AUFGABE -
Wiederhole aus dem Beitrag über das Tagebuchschreiben wortgetreu die Stelle, die mit den Worten „Jedenfalls habe ich“ beginnt; hör nach „nicht mich selbst.“ auf.

VORLIEGENDER TEXT -
·····

Es war einfach gut, sich jemandem anvertrauen zu können. Ehrlich sein zu können. Jetzt fühle ich mir schon ein wenig näher, weil ich vor einer Freundin meine "Maske" ablegen konnte.
Jedenfalls habe ich immernoch Probleme, mir wirklich selber "nahe zu kommen". Ich nehme mal an, dass es vielen von euch ähnlich geht. Dieses Gefühl, neben der Spur zu stehen, während man eigentlich gleichzeitig alles im Griff haben will. Leider habe ich immer versucht meine Umwelt in Griff zu bringen, nicht mich selbst.
Ich überlege jetzt, wieder mit einem Tagebuch anzufangen. Eigentlich denke ich, dass es hilfreich ist, vor allem wenn ich dort hineinschreiben könnte, was ich hier schreibe. Aber aus meinen früherern Erfahrungen mit Tagebüchern weiß ich, dass ich entweder nicht regelmäßig reinschreibe oder das Tagebuch anlüge, weil ich Angst habe, dass es jemand findet und ließt. Das hört sich jetzt vielleicht paranoid an , eigentlich vertraue ich meiner Familie was das angeht, aber da ist wohl immernoch die Angst, mir und anderen gegenüber ehrlich zu sein und mein wahres Ich zu zeigen.
Welche Erfahrung habt ihr denn so mit Tagebüchern?
Nunja, jetzt hat es jedenfalls gut getan, das mal aufzuschreiben.

·····

ENTNOMMENES MATERIAL -
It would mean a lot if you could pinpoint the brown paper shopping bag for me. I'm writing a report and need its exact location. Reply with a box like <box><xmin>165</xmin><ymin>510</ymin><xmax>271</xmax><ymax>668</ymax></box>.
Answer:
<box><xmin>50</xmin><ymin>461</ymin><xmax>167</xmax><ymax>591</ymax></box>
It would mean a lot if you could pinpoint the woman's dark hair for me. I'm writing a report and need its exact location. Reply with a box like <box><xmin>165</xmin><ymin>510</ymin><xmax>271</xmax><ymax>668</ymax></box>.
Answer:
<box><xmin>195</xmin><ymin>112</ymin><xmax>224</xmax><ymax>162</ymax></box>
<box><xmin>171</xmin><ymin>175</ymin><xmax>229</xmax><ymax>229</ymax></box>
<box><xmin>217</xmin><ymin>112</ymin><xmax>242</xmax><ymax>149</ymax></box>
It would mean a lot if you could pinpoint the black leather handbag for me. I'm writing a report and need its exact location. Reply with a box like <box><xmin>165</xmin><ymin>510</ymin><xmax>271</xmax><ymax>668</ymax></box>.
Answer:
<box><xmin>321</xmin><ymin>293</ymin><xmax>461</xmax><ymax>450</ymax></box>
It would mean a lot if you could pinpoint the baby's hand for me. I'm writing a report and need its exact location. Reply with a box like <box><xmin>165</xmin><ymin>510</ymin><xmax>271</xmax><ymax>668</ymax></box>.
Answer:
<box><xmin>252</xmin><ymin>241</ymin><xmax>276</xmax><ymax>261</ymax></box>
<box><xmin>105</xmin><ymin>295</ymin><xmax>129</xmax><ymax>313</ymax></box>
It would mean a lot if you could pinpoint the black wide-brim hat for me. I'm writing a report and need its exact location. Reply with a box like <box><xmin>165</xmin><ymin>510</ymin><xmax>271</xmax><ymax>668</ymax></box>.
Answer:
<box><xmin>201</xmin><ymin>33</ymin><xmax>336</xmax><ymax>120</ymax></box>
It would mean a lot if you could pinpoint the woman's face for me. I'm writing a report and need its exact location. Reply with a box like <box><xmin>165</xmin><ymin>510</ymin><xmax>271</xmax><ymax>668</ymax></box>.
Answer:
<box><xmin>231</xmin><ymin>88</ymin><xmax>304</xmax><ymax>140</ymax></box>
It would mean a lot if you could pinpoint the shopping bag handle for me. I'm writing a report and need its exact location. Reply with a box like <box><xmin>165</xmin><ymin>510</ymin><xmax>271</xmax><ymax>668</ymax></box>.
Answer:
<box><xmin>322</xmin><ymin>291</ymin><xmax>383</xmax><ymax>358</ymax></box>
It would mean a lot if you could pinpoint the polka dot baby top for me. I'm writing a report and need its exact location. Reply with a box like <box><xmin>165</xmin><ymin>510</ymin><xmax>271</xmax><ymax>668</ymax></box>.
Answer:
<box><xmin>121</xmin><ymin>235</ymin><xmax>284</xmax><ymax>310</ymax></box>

·····

VOLLSTÄNDIGE ANTWORT -
Jedenfalls habe ich immernoch Probleme, mir wirklich selber "nahe zu kommen". Ich nehme mal an, dass es vielen von euch ähnlich geht. Dieses Gefühl, neben der Spur zu stehen, während man eigentlich gleichzeitig alles im Griff haben will. Leider habe ich immer versucht meine Umwelt in Griff zu bringen, nicht mich selbst.